TEXT PASSAGE
•••••
# Help identifying a collection of weapons from South East Asia...



## Kiki (Oct 30, 2016)

Someone working for a Hawaii heritage center is working on identifying a cache of weapons that have roots in the immigrant populations that came from the Philippines and probably other South East Asia islands (but also Portugal and Japan).  These were confiscated by law enforcement early in the 20th century. 
They are crudely made but are in most cases modeled after traditional forms.  Any information would be greatly appreciated, my only specialty is in the flexible impact weapons in the mix.  Even when it comes to those though, I'm interested if the brightly colored/decorated versions indicate a particular area of origin which is impossible when it's the much more typical rope or leather.  
Overall, I find the collection a fascinating example of how homespun versions of culturally significant weapons were made and used.  These tend to be forgotten compared to the more polished models. 


Thanks


----------



## Juany118 (Oct 30, 2016)

#49 is a short Kris, 46 appears to be a long garab knife or a short talibung. Slot of the other knives look like they might even just be salvaged blades with repurposed handles. #12 especially screams this.

Sent from my SM-G920P using Tapatalk


----------



## Juany118 (Oct 30, 2016)

@Kiki wish I could be more help but, in terms of FMA, my experience is limited to edged weapons and Kali sticks.  I would also suggest that 42 is simply a Kali stick made from pipe and that 27, perhaps since I can't "feel it" is a home made Slap/black jack.  For 27 that's simply based on inheriting a couple from elder police officers in my family when I became one.  Not that I can carry one myself... the times have changed


----------



## Kiki (Oct 30, 2016)
•••••
DATA RECORDS
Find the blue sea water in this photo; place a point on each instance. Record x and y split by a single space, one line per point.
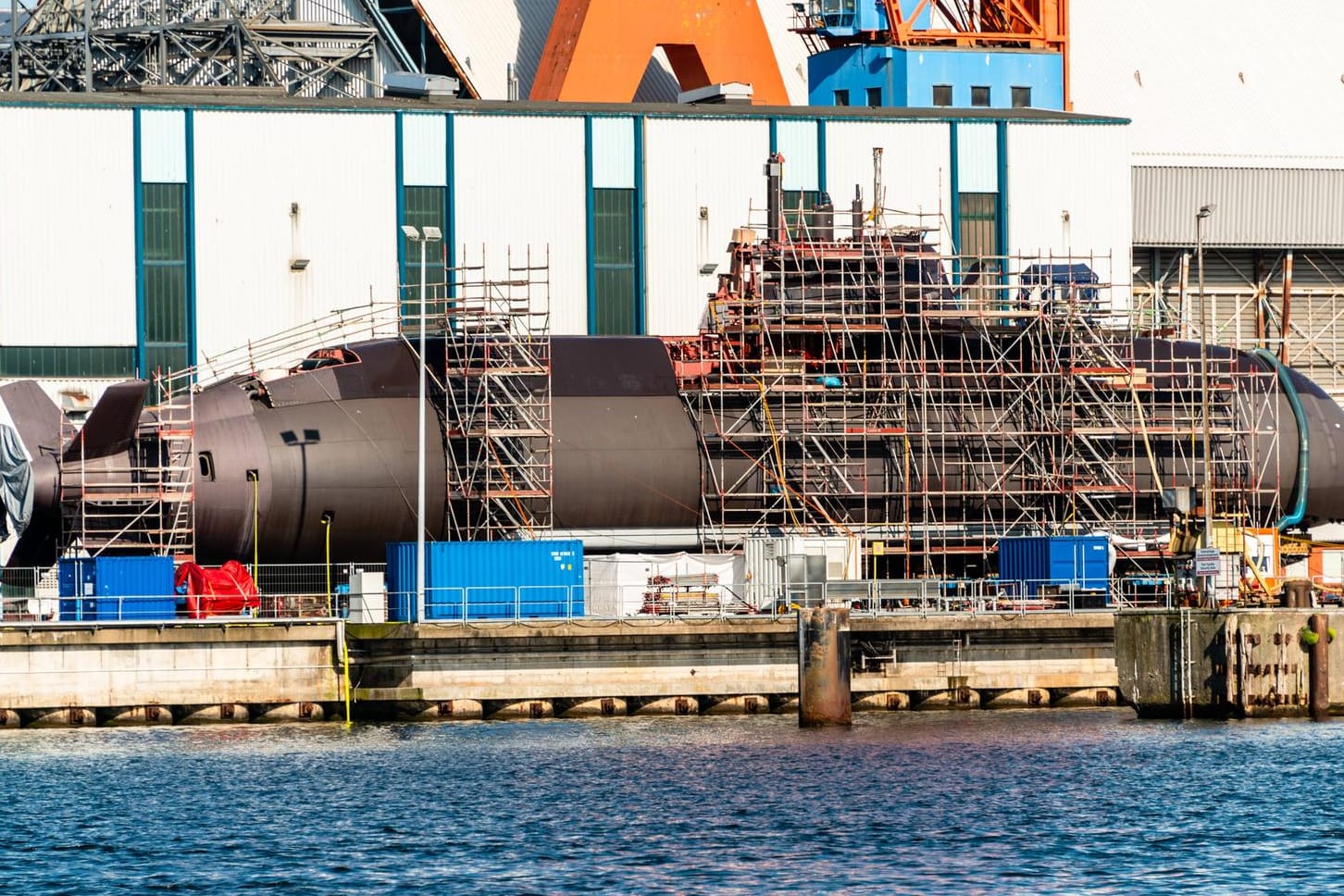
968 803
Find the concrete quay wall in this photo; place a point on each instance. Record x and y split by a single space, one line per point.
246 669
179 666
1224 663
645 660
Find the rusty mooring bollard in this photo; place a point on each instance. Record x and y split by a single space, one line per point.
824 666
1317 663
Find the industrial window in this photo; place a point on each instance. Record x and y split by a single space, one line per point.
164 270
978 230
799 205
424 207
616 300
68 362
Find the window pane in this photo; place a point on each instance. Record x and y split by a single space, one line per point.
164 218
164 359
613 262
68 362
425 207
978 225
615 301
613 226
166 303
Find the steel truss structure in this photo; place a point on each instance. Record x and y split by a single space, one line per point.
865 387
496 399
311 48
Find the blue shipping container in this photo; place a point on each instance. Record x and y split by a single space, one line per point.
112 589
487 579
1082 560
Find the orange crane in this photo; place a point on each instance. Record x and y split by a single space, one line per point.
598 50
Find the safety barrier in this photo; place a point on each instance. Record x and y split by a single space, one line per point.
293 591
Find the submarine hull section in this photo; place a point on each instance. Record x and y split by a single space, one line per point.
625 452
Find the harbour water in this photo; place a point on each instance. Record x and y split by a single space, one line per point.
971 803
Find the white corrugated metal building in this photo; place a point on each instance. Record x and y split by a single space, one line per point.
148 232
1239 106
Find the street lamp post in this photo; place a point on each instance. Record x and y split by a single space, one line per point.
428 235
1204 332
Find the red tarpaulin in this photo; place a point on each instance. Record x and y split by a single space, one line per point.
228 591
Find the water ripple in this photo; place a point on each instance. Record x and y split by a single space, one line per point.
976 803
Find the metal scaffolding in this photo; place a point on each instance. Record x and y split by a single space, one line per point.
140 497
877 387
1288 301
496 399
314 48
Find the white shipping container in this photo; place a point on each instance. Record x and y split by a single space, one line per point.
617 585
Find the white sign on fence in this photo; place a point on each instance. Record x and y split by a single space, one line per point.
1206 562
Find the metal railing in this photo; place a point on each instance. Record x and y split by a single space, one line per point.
293 591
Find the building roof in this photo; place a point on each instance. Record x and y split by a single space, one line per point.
272 100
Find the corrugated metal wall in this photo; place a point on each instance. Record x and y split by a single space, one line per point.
915 168
68 238
252 168
425 151
519 183
797 142
1078 169
1255 205
693 164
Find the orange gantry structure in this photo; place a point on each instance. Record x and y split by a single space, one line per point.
598 50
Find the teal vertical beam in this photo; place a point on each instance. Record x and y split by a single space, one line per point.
451 211
640 296
821 156
954 184
588 220
191 237
139 211
1002 203
401 211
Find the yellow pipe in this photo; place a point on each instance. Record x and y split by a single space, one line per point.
255 521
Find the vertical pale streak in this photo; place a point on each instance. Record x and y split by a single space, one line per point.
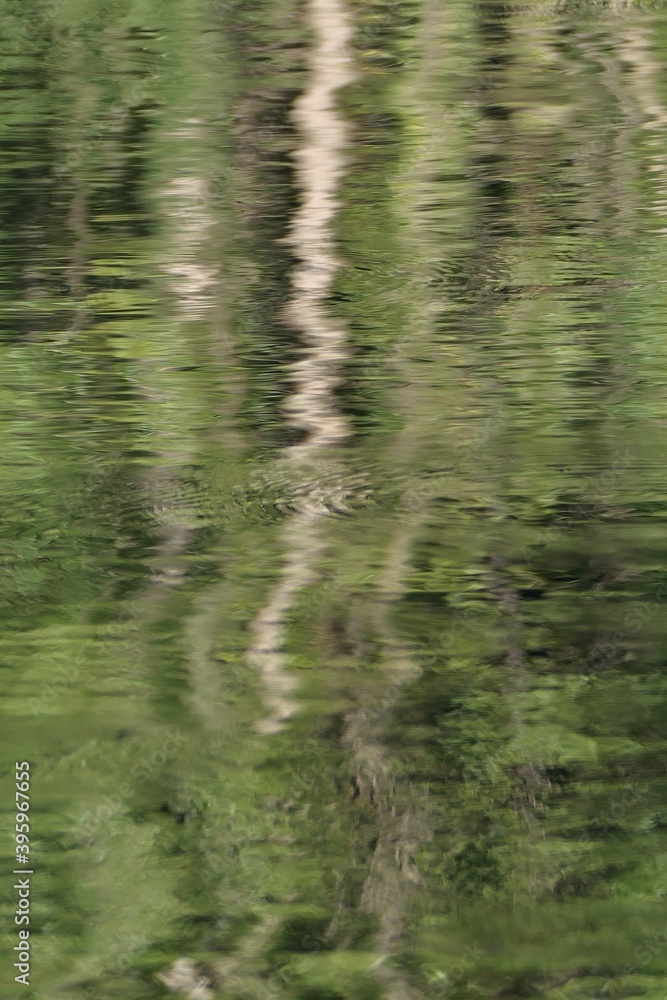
311 407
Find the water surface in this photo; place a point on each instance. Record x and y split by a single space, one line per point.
333 444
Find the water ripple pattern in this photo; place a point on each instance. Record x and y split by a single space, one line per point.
311 407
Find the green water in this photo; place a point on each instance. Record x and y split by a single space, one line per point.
333 434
•••••
SET PROBLEM A
According to the forum thread on identifying the weapons collection, when did law enforcement confiscate the weapons?
SET PROBLEM B
Extend the forum thread about identifying the weapons collection, starting right after its final line.

RIGHT ANSWER A
Early in the 20th century.

RIGHT ANSWER B
Juany118 said:


> @Kiki wish I could be more help but, in terms of FMA, my experience is limited to edged weapons and Kali sticks.  I would also suggest that 42 is simply a Kali stick made from pipe and that 27, perhaps since I can't "feel it" is a home made Slap/black jack.  For 27 that's simply based on inheriting a couple from elder police officers in my family when I became one.  Not that I can carry one myself... the times have changed



No, that's very helpful, thanks. 
27 and the like are the 1 category I'm qualified to help with.  Tripping over my YouTube channel on that subject is what brought the heritage center/archaeology student my way, shameless plug...





As much as I know about saps/blackjacks, and I'm pretty confident I've studied them more seriously than anyone ever has, I've never seen brightly colored ones like 2 out of the 4 in the collection.  So it's interesting to note that an Asian culture put some color/decorative intent into weapons that in the Anglo-American world were almost always simple black or brown (e.g. natural leather or fabric covering color.  At least with the qualification that I'm not counting the bosun's cosh).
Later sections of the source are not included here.